(Data items)
------------------------------------------------------------

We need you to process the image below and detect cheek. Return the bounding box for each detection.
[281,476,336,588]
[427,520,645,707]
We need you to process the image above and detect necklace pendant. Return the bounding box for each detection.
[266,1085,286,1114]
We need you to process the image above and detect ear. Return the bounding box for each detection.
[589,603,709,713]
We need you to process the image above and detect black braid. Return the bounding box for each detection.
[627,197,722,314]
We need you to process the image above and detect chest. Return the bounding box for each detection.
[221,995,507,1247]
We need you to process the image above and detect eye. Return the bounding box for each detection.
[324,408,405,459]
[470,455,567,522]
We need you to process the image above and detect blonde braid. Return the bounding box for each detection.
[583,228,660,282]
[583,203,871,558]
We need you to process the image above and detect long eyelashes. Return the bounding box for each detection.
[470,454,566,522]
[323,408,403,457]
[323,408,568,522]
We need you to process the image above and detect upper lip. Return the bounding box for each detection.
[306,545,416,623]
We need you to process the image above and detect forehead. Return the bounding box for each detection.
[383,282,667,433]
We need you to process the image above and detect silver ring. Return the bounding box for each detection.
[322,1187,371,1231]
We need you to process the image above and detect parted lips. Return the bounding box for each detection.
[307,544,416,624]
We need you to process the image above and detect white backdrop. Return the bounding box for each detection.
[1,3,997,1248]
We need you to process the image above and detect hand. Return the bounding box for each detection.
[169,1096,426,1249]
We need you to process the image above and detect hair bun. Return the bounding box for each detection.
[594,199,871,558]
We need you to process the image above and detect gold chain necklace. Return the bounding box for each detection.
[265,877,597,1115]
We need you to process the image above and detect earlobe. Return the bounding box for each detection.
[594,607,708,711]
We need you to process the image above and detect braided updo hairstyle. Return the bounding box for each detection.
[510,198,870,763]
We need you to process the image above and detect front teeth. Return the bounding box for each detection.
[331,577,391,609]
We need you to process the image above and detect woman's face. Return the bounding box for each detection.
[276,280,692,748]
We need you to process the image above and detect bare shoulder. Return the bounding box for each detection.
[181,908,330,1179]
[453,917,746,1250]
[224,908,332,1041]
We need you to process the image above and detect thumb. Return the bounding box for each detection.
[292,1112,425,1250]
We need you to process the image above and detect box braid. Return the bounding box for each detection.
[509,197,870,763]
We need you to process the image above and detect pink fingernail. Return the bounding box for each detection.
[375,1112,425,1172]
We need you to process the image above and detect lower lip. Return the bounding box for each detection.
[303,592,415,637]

------------------------------------------------------------

What needs to be done: The lines from the one containing "We need you to process the image above and detect lower" through the last line of the records are the answer; set them down exactly and add nothing.

Solution to this task:
We need you to process the image above and detect lower lip. Return the bounding box for each detection.
[303,592,415,637]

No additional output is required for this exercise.